## START Text to read

- Parent family: Bangash tribe
- Current region: Bengal Sultanate
- Earlier spellings: Kerrani
- Place of origin: Kurram Valley
- Founded: 1564
- Founder: Taj Khan Karrani
- Final ruler: Daud Khan Karrani
- Members: Sulaiman Khan Karrani, Bayazid Khan Karrani, Bayazid of Sylhet
- Estate: Tanda
- Dissolution: 1612
- Deposition: 1576

= Karrani dynasty =

Bengali dynasty from Afghan dissent (1564–1576)

The Karrani dynasty (کرلاڼي, কররাণী) was a late-medieval royal dynasty that ruled the restored Bengal Sultanate between 1564 and 1576. Founded by Taj Khan Karrani, an Afghan from the Pashtun Karlani tribe hailing from Bangash, it was the last independent dynasty to rule Bengal, before the region became a Subah of the Mughal Empire.

==History==

===Founding===
Taj Khan was formerly an employee of the Sur Emperor Sher Shah Suri. From 1562 to 1564, Taj Khan captured south-eastern Bihar and West Bengal, and with his assassination of the last Muhammed Shahi ruler, he seized all of Bengal. The capital was at Gaur. Taj Khan was followed by his brother Sulaiman Khan Karrani, who shifted the seat of government from Gaur to Tanda (also in Malda) in 1565. In 1568, Sulaiman Khan annexed Orissa to the Karrani sultanate permanently. Nominally he accepted sovereignty of the Mughal Emperor Akbar, and his prime minister Lodi Khan placated the Mughals with gifts and banqueting. Sulaiman Khan's authority extended from Koch Bihar to Puri, and from Son River to Brahmaputra River.

## END Text to read
## START Material provided

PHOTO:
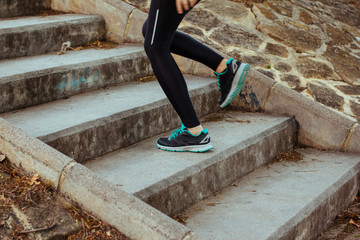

## END Material provided

__Tasks to perform__:
• a. In the text on the Karrani dynasty, to which place did Sulaiman Khan Karrani move the seat of government in 1565?
• b. Carry the text on the Karrani dynasty forward from its last sentence.

__Exercise responses__:
• a. Tanda, also in Malda.

• b.
===Mughal invasion===
On 25 September 1574, the Mughal general Munim Khan captured the Karrani capital Tanda. The Battle of Tukaroi fought on 3 March 1575 forced Daud Khan Karrani, the last Karrani ruler, to withdraw to Orissa. The battle led to the Treaty of Katak in which Daud ceded the whole of Bengal and Bihar, retaining only Orissa. The treaty eventually failed after the death of Munim Khan at the age of 50 in October 1575. Daud Khan took the opportunity and invaded Bengal, declaring independence from Akbar. The Mughal onslaught against the Karrani sultanate ended with the Battle of Rajmahal on 12 July 1576, led by the Mughal general Khan Jahan I. Daud Khan was executed. However, the Pashtuns and the local landlords known as Baro Bhuyans led by Isa Khan continued to resist the Mughal invasion. Later in 1612 during the reign of Jahangir, Bengal was decisively consolidated as a Mughal province.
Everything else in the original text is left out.